§ **GOAL OF THE EXERCISE**:
Rescale the rows from the line with "every visible dark" through the end of the rows, both ends included. Write those lines out again with the requests unchanged, but multiply every bounding-box coordinate in the answers by 1.05 and round to the nearest whole number, with halves rounded up.

Dataset rows:
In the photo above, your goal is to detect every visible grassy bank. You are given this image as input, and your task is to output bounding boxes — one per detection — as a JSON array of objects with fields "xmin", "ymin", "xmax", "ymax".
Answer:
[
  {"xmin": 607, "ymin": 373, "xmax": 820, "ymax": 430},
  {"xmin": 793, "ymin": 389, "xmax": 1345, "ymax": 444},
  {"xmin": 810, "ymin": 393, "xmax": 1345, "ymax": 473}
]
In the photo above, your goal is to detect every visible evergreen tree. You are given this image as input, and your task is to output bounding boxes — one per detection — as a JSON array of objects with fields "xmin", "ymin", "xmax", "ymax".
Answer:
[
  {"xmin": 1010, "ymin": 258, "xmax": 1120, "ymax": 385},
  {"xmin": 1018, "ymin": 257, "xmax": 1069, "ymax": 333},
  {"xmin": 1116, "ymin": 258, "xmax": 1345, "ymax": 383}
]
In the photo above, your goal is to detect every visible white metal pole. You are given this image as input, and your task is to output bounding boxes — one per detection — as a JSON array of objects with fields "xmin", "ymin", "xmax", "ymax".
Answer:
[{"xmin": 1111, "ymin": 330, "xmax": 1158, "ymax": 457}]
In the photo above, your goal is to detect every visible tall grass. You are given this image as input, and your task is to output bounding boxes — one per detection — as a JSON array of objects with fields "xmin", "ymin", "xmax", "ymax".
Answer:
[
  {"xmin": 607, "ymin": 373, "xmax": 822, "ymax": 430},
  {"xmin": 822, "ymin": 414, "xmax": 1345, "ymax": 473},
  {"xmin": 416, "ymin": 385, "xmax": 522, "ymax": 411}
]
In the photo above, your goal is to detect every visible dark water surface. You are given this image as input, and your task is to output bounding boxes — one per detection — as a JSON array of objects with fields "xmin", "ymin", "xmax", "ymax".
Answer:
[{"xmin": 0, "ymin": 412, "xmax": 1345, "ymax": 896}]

§ **REPLY TO THE EXERCISE**:
In the photo above, your goal is to detect every visible dark water surface. You are given this image as input, and your task is to output bounding boxes — one per detection — as a JSON array of objects with fields "xmin", "ymin", "xmax", "ymax".
Answer:
[{"xmin": 0, "ymin": 433, "xmax": 1412, "ymax": 941}]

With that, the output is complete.